EXTRACT
It’s clear that Americans need to examine their sweet intake in general, but I’m not suggesting that you should quit cold turkey from now until forever. Sweetness is a therapeutic flavor, according to ayurveda, and that’s one of the many things I love about this folk medicine. It’s not austere—ayurveda recommends that we use our resources to lavish love upon ourselves and our cherished people to bring balance using the creative flourishes of ancient wisdom and tradition. While most of us want to reward our achievements with a beer or a piece of pie, ayurveda doesn’t hate on that. This system of medicine wants us to reward ourselves, sure, but with better choices that make us feel better in our bodies.

While that sounds like a crock at times when we’re robust and rearing to devour the world, but when we’re sidelined by a cold or flu for weeks, that kind of advice makes a lot of sense. Hey, maybe my gut doesn’t have to be adversely affected every time I get a high-five in my work or passion—maybe I need to reward myself with better choices here and there too!

Is there a such thing as a healthy sweet? In the winter, not so much, especially when we are talking about the baker’s rack. But still, the sweet flavor needs to be a part of our diets. We digest best when all six flavors are a component of each meal—sweet, sour, salty, pungent, bitter, and astringent. And sweetness can show up in unexpected ways—grains are sweet natured in ayurveda, as well as fats. A healthy sweet flavor could present as a pinch of sugar to round out a spice mixture used to marinate a protein.

Moderation should always be the guiding light in terms of your relationship with sweets, but in the winter and spring, there should be more restriction. Sweets should be rare.

DATA EXTRACTS
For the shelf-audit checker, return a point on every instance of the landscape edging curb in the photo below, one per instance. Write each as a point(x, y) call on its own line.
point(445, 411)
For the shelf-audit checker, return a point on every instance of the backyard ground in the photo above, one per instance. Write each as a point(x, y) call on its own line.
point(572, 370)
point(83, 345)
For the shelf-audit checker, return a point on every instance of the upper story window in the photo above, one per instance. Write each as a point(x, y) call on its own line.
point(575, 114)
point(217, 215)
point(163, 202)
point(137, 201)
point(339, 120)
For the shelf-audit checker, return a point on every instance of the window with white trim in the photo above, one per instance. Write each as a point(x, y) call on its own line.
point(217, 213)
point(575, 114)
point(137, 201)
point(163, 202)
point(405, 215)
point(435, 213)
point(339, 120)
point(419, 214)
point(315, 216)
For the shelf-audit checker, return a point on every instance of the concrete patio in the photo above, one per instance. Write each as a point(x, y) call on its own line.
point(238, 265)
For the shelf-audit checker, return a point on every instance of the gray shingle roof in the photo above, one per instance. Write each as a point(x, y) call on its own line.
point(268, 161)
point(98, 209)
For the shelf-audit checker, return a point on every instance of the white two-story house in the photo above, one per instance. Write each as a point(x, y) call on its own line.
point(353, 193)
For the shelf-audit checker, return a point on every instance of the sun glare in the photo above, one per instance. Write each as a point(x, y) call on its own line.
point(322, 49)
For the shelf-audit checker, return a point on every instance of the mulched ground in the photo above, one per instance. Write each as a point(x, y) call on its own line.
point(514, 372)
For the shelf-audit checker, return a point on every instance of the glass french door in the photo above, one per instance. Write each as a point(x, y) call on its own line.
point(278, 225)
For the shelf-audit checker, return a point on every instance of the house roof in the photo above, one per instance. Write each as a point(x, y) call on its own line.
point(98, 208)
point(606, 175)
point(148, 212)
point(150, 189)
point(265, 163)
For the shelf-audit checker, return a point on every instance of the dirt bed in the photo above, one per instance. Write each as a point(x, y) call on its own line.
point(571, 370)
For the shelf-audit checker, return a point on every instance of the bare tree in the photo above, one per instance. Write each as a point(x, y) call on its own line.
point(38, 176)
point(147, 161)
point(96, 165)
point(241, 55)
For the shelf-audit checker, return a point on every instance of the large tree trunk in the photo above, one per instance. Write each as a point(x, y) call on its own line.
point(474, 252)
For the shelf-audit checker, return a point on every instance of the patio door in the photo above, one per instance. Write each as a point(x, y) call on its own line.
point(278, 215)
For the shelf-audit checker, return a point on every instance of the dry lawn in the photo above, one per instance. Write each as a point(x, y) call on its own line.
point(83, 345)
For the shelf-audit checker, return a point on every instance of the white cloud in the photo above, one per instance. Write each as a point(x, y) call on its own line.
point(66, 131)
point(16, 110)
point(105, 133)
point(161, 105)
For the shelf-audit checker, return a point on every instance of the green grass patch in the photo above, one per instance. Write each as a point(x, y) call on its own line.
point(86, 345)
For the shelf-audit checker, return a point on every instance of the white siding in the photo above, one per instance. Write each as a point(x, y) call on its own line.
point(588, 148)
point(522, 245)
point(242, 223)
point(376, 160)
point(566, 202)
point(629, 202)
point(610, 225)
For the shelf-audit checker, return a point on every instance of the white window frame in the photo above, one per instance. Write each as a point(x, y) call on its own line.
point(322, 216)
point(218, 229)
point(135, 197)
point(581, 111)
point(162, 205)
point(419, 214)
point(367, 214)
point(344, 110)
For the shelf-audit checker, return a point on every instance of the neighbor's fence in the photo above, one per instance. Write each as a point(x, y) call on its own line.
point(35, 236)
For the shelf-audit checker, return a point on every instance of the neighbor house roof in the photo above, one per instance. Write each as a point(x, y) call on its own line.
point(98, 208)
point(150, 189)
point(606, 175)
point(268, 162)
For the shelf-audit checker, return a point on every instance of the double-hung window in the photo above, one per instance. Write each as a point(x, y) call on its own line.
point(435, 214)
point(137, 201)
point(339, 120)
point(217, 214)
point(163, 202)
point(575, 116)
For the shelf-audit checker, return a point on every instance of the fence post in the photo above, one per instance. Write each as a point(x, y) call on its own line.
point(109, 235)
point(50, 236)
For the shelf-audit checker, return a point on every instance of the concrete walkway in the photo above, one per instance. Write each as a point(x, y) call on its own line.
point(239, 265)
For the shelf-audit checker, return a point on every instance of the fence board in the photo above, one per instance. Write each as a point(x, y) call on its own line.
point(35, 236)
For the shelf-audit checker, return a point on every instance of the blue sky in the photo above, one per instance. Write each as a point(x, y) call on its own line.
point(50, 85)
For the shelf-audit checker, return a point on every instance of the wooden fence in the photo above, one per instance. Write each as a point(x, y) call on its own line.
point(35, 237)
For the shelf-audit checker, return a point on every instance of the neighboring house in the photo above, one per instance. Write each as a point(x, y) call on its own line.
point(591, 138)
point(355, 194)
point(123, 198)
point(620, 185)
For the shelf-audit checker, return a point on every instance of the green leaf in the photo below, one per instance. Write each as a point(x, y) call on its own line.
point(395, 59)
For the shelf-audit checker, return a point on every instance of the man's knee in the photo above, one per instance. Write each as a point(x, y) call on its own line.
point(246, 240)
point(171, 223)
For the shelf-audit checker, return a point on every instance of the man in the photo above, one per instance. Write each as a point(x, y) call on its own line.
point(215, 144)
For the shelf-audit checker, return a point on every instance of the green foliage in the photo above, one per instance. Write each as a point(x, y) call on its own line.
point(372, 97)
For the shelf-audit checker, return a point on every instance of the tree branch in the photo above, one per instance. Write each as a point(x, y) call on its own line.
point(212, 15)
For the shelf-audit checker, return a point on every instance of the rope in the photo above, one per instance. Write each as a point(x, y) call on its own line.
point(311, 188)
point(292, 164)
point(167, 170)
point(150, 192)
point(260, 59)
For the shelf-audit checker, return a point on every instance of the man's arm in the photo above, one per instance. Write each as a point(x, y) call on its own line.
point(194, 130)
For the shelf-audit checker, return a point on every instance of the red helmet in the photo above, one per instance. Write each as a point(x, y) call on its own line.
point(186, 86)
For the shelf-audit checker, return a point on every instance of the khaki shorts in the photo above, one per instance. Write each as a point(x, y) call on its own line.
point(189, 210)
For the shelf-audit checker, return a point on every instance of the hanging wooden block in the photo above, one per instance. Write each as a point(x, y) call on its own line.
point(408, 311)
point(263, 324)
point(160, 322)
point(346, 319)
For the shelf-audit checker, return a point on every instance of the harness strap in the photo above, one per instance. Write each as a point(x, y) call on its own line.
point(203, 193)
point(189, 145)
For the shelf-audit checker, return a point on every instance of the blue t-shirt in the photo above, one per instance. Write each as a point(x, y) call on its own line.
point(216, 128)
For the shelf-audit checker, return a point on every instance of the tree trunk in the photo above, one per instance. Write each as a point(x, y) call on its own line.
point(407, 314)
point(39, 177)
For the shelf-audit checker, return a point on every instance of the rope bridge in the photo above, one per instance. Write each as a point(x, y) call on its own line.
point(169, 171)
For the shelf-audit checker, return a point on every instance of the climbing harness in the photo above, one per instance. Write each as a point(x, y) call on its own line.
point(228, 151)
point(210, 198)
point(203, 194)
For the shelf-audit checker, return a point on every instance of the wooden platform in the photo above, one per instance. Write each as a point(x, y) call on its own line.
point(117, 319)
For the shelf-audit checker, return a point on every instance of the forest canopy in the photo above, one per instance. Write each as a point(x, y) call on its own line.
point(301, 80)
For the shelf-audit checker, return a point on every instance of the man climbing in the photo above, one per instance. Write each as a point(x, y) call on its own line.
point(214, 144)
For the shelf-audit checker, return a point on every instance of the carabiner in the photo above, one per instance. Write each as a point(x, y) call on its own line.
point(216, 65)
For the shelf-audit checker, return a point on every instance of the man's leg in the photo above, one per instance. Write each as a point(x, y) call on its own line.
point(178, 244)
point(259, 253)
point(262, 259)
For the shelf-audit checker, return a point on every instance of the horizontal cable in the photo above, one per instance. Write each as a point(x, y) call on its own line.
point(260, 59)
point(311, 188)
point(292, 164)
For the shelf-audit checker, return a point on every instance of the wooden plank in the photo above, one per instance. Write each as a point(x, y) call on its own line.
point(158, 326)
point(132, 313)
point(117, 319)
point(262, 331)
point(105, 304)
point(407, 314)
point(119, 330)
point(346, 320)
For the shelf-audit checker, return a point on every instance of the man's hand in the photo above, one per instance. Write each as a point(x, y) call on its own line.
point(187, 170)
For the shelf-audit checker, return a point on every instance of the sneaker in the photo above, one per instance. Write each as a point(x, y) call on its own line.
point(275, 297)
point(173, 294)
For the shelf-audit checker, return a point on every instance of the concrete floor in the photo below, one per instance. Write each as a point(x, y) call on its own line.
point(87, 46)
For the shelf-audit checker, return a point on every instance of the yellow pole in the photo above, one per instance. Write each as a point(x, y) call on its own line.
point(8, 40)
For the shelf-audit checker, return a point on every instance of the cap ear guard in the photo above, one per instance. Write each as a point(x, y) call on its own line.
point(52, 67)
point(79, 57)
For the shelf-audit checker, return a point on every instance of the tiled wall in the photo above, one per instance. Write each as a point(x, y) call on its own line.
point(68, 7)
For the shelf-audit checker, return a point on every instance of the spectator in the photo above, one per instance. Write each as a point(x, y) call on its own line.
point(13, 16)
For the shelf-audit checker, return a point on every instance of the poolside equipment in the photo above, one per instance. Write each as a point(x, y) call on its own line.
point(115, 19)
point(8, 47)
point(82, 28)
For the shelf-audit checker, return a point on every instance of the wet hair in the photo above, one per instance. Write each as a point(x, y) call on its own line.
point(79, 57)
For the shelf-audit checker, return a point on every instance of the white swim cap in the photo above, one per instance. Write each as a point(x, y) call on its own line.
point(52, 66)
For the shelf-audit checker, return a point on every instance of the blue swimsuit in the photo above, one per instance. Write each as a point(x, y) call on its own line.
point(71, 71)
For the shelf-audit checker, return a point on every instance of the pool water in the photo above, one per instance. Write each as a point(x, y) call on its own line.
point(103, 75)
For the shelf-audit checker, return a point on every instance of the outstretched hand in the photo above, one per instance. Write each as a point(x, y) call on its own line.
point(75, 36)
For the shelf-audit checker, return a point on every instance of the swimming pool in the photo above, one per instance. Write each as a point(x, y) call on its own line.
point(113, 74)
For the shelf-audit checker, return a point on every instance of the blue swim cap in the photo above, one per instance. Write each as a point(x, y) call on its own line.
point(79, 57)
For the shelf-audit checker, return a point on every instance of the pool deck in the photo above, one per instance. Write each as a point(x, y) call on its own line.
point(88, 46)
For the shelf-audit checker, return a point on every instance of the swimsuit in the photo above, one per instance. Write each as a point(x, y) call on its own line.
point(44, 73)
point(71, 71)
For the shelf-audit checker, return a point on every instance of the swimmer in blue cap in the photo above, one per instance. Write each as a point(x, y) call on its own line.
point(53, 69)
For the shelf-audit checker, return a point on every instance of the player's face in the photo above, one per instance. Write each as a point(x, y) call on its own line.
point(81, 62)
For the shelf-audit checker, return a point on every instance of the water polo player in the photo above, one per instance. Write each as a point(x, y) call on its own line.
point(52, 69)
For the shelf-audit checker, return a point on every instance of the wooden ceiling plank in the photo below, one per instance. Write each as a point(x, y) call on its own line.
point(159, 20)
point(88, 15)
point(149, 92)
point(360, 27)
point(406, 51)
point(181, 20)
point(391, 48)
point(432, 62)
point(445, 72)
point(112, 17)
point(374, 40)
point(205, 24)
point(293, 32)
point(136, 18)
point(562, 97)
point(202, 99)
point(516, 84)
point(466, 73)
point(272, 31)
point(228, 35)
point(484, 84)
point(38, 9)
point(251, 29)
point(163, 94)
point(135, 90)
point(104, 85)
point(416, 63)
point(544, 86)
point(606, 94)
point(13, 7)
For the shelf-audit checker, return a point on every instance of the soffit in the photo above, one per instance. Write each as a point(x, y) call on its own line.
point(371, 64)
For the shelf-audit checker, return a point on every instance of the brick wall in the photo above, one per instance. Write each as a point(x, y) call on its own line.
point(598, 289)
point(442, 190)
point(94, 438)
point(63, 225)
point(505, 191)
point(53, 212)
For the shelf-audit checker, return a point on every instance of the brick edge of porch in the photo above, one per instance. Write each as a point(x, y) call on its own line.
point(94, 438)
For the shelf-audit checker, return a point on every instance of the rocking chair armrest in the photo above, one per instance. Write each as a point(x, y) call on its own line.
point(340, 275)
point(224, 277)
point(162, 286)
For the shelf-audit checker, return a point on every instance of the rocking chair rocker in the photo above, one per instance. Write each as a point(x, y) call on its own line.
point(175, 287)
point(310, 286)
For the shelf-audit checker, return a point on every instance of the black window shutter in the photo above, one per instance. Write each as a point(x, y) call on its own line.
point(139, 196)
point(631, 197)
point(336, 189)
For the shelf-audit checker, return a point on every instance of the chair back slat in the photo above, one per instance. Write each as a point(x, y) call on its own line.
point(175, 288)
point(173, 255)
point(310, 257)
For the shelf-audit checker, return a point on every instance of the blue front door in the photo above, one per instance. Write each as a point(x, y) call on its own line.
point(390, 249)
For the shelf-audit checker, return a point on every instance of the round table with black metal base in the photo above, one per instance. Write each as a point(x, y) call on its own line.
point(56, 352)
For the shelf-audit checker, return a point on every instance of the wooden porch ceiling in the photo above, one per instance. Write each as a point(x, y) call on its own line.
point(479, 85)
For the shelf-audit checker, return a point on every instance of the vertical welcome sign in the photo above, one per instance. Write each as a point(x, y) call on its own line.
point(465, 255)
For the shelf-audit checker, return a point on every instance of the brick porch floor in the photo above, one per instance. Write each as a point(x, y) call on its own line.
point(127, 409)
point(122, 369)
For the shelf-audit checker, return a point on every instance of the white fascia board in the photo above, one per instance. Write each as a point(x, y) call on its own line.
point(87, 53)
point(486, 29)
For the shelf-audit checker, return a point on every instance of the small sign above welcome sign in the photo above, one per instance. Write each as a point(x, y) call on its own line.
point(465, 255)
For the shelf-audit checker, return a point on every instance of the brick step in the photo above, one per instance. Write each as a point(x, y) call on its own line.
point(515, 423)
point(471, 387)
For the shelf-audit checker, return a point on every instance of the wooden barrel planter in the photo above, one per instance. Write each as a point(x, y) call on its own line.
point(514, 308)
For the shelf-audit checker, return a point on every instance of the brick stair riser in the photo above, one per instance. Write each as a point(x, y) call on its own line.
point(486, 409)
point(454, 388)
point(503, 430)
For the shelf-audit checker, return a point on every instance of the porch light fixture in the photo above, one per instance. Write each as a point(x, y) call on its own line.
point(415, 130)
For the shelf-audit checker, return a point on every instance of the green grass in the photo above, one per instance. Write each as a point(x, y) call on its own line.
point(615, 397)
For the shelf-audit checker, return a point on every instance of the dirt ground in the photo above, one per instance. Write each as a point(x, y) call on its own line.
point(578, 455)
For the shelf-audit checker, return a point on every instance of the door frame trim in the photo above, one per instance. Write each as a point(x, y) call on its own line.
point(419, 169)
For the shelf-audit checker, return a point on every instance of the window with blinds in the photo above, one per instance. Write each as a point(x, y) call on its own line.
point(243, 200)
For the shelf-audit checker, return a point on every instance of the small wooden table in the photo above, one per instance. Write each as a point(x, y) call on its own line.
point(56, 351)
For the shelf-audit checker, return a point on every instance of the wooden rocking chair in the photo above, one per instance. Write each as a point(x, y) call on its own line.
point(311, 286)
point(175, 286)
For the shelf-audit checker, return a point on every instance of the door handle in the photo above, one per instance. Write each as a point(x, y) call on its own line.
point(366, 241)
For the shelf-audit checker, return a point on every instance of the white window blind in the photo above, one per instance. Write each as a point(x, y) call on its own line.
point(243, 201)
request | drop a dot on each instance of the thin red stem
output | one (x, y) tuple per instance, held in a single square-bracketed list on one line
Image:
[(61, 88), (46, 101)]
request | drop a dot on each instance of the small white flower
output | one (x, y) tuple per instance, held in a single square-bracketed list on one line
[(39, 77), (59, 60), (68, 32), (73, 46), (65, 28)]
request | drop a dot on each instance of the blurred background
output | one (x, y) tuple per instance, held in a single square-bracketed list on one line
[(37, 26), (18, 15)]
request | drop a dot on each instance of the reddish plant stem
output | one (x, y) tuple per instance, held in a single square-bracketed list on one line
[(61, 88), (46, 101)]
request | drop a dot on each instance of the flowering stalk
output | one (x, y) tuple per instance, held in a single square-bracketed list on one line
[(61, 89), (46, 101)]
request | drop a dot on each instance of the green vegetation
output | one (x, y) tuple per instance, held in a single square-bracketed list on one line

PROBLEM TO WORK ON
Echo back the whole text on sweets in the ayurvedic diet, word for word.

THE COMPLETED TASK
It’s clear that Americans need to examine their sweet intake in general, but I’m not suggesting that you should quit cold turkey from now until forever. Sweetness is a therapeutic flavor, according to ayurveda, and that’s one of the many things I love about this folk medicine. It’s not austere—ayurveda recommends that we use our resources to lavish love upon ourselves and our cherished people to bring balance using the creative flourishes of ancient wisdom and tradition. While most of us want to reward our achievements with a beer or a piece of pie, ayurveda doesn’t hate on that. This system of medicine wants us to reward ourselves, sure, but with better choices that make us feel better in our bodies.

While that sounds like a crock at times when we’re robust and rearing to devour the world, but when we’re sidelined by a cold or flu for weeks, that kind of advice makes a lot of sense. Hey, maybe my gut doesn’t have to be adversely affected every time I get a high-five in my work or passion—maybe I need to reward myself with better choices here and there too!

Is there a such thing as a healthy sweet? In the winter, not so much, especially when we are talking about the baker’s rack. But still, the sweet flavor needs to be a part of our diets. We digest best when all six flavors are a component of each meal—sweet, sour, salty, pungent, bitter, and astringent. And sweetness can show up in unexpected ways—grains are sweet natured in ayurveda, as well as fats. A healthy sweet flavor could present as a pinch of sugar to round out a spice mixture used to marinate a protein.

Moderation should always be the guiding light in terms of your relationship with sweets, but in the winter and spring, there should be more restriction. Sweets should be rare.